* **Input for this task**:
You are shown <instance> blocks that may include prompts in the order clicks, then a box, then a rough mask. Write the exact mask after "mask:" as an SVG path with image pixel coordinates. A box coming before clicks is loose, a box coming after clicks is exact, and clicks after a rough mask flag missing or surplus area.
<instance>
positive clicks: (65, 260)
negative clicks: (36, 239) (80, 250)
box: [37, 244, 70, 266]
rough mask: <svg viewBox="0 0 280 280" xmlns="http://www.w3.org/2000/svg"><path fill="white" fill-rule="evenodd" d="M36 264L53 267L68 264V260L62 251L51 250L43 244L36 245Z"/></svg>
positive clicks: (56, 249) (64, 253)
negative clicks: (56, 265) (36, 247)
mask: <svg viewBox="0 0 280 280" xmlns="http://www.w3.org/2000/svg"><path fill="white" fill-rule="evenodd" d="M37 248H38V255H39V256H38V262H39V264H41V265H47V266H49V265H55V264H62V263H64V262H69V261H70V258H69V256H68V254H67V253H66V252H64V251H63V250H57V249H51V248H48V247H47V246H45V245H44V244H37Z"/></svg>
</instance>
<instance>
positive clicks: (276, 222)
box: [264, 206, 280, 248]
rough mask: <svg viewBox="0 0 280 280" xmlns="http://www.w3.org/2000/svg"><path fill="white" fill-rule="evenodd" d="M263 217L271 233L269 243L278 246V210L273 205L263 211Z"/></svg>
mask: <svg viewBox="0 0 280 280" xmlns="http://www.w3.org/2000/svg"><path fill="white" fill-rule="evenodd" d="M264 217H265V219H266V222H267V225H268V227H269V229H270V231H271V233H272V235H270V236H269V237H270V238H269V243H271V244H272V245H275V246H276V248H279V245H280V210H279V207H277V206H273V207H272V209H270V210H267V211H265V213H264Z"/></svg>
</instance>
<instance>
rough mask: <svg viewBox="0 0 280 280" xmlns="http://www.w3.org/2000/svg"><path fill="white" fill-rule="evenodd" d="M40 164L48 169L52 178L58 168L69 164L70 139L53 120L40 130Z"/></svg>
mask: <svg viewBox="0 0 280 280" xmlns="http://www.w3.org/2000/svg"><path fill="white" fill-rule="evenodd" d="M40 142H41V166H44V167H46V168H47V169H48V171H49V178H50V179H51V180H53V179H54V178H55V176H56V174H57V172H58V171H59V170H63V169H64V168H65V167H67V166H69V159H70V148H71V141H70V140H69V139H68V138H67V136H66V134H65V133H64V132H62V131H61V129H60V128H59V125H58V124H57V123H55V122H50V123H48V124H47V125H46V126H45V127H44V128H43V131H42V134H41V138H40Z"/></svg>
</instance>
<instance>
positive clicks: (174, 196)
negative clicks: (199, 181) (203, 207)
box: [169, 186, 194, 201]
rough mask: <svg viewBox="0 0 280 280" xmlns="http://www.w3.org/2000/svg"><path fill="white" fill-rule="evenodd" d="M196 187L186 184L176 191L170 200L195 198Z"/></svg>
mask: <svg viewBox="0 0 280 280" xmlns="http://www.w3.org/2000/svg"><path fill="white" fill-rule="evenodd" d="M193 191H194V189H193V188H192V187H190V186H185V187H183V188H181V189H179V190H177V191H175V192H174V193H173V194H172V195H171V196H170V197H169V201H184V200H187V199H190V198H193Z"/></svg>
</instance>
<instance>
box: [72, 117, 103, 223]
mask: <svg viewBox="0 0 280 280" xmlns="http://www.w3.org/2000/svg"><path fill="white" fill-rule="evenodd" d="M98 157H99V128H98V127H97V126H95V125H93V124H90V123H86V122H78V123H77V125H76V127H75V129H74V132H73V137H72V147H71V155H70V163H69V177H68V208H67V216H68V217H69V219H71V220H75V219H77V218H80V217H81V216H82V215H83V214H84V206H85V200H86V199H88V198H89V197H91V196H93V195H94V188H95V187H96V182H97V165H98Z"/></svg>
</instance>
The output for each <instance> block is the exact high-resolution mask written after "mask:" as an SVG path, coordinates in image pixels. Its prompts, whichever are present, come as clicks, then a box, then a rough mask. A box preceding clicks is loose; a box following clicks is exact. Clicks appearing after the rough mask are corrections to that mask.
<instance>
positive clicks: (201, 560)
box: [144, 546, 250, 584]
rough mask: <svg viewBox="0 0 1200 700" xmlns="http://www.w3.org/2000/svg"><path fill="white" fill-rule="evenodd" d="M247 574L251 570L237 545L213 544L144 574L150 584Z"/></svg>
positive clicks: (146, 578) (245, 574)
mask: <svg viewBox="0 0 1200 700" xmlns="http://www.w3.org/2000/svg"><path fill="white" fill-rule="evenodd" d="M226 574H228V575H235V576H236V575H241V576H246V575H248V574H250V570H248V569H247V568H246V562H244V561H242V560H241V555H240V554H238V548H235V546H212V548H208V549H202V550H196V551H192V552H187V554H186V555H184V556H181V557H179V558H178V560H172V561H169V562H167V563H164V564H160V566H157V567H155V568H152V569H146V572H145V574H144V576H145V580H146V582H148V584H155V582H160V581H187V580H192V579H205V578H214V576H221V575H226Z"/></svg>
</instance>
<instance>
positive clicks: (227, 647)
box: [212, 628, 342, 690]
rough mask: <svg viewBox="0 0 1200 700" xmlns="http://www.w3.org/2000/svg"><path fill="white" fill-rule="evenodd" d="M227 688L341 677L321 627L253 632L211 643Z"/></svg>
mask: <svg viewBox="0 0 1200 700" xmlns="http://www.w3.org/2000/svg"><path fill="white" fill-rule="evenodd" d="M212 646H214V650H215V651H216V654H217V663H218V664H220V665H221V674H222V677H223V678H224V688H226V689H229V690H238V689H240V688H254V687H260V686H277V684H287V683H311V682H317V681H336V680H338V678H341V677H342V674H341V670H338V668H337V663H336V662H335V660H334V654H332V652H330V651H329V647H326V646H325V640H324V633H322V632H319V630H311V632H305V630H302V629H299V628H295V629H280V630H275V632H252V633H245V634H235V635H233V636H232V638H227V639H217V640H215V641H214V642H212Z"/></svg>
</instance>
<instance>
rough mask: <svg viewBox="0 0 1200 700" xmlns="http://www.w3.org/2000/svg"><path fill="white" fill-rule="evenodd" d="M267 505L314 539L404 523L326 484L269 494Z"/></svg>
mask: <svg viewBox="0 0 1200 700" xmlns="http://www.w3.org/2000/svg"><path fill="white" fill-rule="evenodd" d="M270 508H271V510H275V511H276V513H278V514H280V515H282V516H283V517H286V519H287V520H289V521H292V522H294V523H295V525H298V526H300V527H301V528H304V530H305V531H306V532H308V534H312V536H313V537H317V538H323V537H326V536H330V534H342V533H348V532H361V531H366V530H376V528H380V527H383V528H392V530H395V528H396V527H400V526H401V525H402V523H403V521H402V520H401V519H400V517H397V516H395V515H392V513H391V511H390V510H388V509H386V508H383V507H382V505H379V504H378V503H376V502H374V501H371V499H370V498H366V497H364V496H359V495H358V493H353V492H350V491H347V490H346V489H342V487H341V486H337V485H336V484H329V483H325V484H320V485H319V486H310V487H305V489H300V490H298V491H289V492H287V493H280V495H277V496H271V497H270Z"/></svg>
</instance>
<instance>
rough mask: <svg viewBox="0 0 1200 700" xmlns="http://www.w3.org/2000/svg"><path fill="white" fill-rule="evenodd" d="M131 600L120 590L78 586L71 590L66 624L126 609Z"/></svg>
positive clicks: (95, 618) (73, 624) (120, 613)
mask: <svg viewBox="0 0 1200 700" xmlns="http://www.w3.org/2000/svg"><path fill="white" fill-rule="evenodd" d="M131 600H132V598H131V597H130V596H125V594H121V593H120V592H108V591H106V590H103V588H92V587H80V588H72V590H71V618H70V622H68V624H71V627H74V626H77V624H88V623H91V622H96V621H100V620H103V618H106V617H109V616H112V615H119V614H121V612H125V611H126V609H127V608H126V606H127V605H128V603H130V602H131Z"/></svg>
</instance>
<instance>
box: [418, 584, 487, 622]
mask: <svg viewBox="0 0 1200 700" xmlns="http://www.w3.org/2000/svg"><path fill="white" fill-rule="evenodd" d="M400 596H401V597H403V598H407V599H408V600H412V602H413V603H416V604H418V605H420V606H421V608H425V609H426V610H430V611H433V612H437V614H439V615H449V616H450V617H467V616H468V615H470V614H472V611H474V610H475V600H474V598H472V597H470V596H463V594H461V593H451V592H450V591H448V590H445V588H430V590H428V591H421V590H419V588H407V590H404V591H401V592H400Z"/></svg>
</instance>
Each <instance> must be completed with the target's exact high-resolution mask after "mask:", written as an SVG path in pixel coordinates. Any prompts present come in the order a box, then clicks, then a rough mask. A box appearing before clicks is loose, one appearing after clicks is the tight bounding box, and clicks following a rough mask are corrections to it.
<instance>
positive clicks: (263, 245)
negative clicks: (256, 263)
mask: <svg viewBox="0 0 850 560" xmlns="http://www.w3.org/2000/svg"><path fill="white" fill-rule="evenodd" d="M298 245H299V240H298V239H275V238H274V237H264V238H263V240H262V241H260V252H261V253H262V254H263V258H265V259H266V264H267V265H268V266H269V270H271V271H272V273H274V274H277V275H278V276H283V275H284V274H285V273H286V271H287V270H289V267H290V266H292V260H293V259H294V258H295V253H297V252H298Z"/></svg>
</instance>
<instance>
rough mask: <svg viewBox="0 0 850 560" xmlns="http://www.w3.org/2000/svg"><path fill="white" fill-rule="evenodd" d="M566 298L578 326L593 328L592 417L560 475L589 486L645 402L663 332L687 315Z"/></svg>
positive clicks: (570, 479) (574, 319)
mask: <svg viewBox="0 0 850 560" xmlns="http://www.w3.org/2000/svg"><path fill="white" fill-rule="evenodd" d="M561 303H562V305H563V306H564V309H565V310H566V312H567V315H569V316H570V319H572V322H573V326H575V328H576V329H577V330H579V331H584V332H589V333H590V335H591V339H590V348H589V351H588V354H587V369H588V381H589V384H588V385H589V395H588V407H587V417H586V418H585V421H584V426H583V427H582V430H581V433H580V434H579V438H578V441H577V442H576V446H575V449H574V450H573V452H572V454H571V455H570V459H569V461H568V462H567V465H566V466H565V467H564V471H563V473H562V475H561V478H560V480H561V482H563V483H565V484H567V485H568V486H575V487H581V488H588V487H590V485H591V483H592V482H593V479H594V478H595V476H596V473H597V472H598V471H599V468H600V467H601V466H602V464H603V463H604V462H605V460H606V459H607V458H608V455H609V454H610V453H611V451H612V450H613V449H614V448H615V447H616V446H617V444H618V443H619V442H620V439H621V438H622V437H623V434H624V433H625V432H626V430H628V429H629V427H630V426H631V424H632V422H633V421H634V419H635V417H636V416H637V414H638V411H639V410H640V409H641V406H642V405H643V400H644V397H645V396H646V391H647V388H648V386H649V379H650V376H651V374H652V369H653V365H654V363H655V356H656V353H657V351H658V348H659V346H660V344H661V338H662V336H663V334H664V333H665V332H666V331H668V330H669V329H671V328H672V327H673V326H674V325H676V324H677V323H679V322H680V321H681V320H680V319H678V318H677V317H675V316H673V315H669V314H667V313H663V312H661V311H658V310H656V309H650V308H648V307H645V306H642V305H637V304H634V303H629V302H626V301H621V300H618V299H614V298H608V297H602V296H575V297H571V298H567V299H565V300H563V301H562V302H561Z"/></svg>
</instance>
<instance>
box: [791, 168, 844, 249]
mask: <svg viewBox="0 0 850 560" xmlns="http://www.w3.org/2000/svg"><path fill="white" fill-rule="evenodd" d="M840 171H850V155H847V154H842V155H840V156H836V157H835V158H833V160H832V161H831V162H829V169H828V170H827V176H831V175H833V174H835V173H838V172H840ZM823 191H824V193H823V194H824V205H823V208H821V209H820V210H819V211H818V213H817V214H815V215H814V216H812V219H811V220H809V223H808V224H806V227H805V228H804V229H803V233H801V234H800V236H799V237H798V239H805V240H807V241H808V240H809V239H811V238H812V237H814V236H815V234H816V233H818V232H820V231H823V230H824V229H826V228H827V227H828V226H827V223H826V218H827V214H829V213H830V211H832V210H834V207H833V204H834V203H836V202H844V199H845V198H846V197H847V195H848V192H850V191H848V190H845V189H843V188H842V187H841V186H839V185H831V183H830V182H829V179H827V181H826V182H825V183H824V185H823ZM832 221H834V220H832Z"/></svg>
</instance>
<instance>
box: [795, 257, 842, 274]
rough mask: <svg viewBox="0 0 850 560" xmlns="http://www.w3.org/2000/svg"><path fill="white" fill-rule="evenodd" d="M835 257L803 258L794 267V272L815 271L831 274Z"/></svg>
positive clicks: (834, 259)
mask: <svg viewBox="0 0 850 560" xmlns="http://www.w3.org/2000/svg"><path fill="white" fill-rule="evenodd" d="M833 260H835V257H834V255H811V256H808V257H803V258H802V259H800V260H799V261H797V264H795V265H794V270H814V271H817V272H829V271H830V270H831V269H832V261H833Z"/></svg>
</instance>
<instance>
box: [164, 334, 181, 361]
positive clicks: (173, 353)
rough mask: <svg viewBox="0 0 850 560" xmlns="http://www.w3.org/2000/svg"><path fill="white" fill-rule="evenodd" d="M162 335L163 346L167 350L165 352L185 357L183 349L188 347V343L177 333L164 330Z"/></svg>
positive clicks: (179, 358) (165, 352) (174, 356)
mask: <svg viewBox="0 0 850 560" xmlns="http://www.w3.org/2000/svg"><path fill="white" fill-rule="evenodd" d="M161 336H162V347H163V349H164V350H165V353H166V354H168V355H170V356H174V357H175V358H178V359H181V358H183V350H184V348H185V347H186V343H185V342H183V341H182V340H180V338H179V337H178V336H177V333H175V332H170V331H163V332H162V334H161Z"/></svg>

* **What you have to do**:
Read through the records above and copy the lines that contain "image".

* **Task result**:
You are shown <instance> blocks that may include prompts in the order clicks, then a box, then a rough mask. Write the exact mask after "mask:" as an SVG path with image pixel coordinates. A box coming before clicks is loose, a box coming after clicks is exact, and clicks after a rough mask flag missing or surplus area.
The output for each <instance> block is the exact high-resolution mask written after "mask:" as an SVG path, coordinates in image pixels. Its prompts, whichever are present, come as clicks, then a box, then a rough mask. A box preceding clicks is loose; a box following clicks is exact. Clicks appearing after the rough mask are corrections to that mask.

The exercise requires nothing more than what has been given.